> **DESCRIPTION OF THE TASK**
Restate word for word the run of lines that begins at the one containing "Target: metal carport" and ends at the last line of the listing.

> **DATASET EXCERPTS**
------------------------------------------------

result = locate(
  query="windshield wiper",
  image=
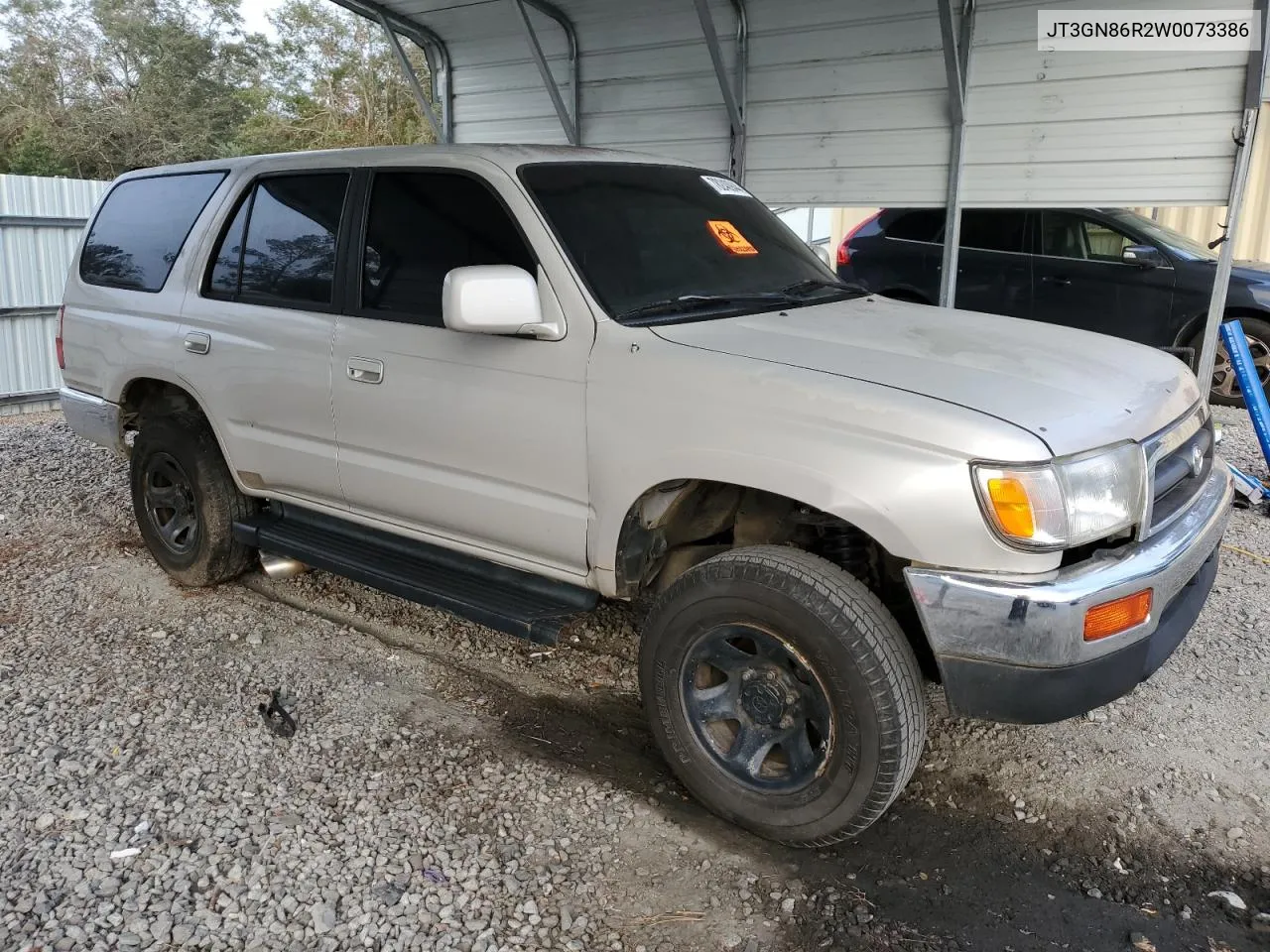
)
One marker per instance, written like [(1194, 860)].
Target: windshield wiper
[(684, 303), (801, 289)]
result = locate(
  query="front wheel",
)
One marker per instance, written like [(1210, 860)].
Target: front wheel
[(783, 693), (1225, 386)]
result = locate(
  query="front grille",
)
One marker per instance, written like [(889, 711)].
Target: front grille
[(1179, 461)]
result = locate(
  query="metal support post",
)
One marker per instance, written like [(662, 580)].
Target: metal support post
[(956, 63), (733, 99), (567, 123), (1255, 79), (434, 49), (412, 77)]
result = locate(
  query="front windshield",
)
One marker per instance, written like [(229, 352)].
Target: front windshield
[(683, 241), (1162, 235)]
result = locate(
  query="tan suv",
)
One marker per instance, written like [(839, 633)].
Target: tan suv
[(509, 380)]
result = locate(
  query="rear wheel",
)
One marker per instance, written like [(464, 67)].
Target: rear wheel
[(186, 500), (1225, 386), (783, 693)]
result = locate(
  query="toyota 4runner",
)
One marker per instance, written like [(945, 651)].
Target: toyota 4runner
[(509, 380)]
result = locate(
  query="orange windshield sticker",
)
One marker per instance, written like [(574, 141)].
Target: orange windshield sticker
[(733, 241)]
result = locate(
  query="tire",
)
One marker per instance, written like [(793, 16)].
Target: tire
[(176, 460), (1224, 386), (790, 608)]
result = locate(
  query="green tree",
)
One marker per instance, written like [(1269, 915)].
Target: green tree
[(333, 81), (94, 87)]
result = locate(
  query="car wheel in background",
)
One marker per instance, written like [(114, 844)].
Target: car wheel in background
[(1225, 386)]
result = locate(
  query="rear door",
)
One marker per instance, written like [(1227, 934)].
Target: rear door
[(474, 438), (1080, 281), (994, 266), (258, 333)]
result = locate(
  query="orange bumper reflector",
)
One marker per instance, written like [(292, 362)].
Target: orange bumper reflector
[(1112, 617)]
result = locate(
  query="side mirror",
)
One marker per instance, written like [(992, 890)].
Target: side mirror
[(1142, 255), (495, 298)]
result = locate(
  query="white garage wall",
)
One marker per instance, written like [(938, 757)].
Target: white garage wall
[(847, 103)]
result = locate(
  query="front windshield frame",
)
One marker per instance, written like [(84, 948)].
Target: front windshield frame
[(746, 302), (1182, 245)]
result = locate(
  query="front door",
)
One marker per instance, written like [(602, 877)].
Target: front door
[(468, 436), (993, 266), (1080, 281), (257, 336)]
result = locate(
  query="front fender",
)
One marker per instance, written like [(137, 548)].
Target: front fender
[(893, 463)]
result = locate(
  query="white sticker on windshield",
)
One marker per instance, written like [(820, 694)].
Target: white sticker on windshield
[(725, 186)]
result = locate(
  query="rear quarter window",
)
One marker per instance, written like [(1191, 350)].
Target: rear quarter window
[(922, 225), (141, 227)]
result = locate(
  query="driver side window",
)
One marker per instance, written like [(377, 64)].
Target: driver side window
[(1069, 235), (422, 225)]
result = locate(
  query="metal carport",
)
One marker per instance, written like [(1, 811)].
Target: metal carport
[(852, 102)]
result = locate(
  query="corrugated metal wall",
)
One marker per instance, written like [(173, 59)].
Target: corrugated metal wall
[(41, 221), (1203, 222), (848, 102)]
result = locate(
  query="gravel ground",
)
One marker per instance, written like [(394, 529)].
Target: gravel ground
[(449, 787)]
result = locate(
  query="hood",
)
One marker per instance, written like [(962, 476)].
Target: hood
[(1072, 389)]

------------------------------------------------

> **RESULT OF THIS EXERCISE**
Target: metal carport
[(852, 102)]
result = locate(
  query="corrugated metal wall",
)
One marker per instance, written like [(173, 59)].
Target: corrugated metal wall
[(41, 221), (1203, 222), (848, 102)]
result = locate(
  query="gravel ground",
)
One marker per instance, written like [(394, 529)].
Target: gravel ground
[(449, 787)]
result = locate(
  query="hood",
)
One marker per instance, written like [(962, 476)].
Target: hood
[(1072, 389)]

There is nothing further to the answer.